## Information provided
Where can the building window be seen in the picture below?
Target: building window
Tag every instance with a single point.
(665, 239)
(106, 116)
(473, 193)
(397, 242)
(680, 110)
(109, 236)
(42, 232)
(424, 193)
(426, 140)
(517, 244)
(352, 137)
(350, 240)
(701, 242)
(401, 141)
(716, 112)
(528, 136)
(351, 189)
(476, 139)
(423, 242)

## Problem to work on
Rewrite the listing with every "building window" changed to "glass pane", leaving everything else untouched.

## Task result
Where can the glass pane be seen in the picture below?
Target: glass pane
Tag every instance with a single point.
(665, 239)
(106, 116)
(473, 193)
(397, 242)
(680, 110)
(109, 236)
(42, 232)
(424, 193)
(426, 140)
(517, 244)
(352, 137)
(350, 240)
(701, 242)
(401, 141)
(716, 112)
(528, 136)
(351, 189)
(476, 139)
(423, 242)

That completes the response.